# Doordash Scheduling



## uberboy1212 (Jan 10, 2017)

I went to the DD office today to get officially activated and was told that it makes no difference whether you schedule or not. She actually recommend that I dont sign up for the schedule. Ive held off going to the office for over a month because I wasnt sure about this. They just opened a new location at a Starbuck's not to far from my house so I finally decided to go. Not sure how busy DD is in my area (DC) but I was def glad to hear it.


----------



## andaas (May 19, 2015)

Sigh... that just reinforces why it's been so terrible the past few months. 

Shift caps with pre-scheduling resulted in enough work for drivers who signed on for a specific shift. Under this method I would regularly earn $20-25 an hour or more.

■ GIVEN DATA
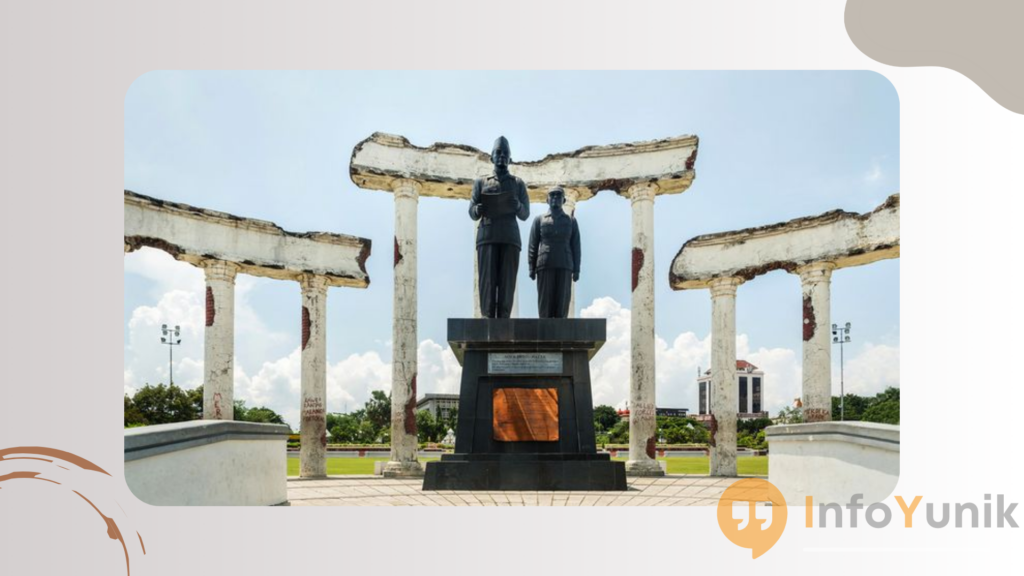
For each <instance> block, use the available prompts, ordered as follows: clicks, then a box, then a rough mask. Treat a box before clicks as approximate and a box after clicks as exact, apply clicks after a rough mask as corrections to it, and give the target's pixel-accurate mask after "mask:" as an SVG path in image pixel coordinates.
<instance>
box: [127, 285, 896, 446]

■ EXERCISES TO COMPLETE
1) Translate this sentence from the DoorDash scheduling thread into Spanish: "Under this method I would regularly earn $20-25 an hour or more."
2) Write the next part of the DoorDash scheduling thread, picking up right after its last sentence.
The material comes from a separate source, not from the DoorDash scheduling thread.

■ PER-TASK ANSWERS
1) Con este método, solía ganar entre 20 y 25 dólares por hora o más.

2)
Allowing people to log on at-will floods the market with drivers... I'm *lucky* if I get close to $20/hour now, it's closer to $14-15, with $10-11/hour on really bad shifts.


----------



## Tequila Jake (Jan 28, 2016)

In Phoenix, we only have pre-scheduling unless demand is supposedly currently high. How they measure demand is questionable. I've extended my shift because of supposedly high demand and then gone 30 minutes without an order.

Figure out which periods for your area are good and schedule those shifts in advance. You don't want to be stuck only being able to get in between 2pm and 4pm!


----------



## andaas (May 19, 2015)

LOL, my favorite is when I've sat idle for the last 45-60 minutes of my shift - zero orders - and the DoorDash app pops up a window informing me "we are seeing very high demand right now - would you like to extend your shift and earn more money?"


----------



## uberboy1212 (Jan 10, 2017)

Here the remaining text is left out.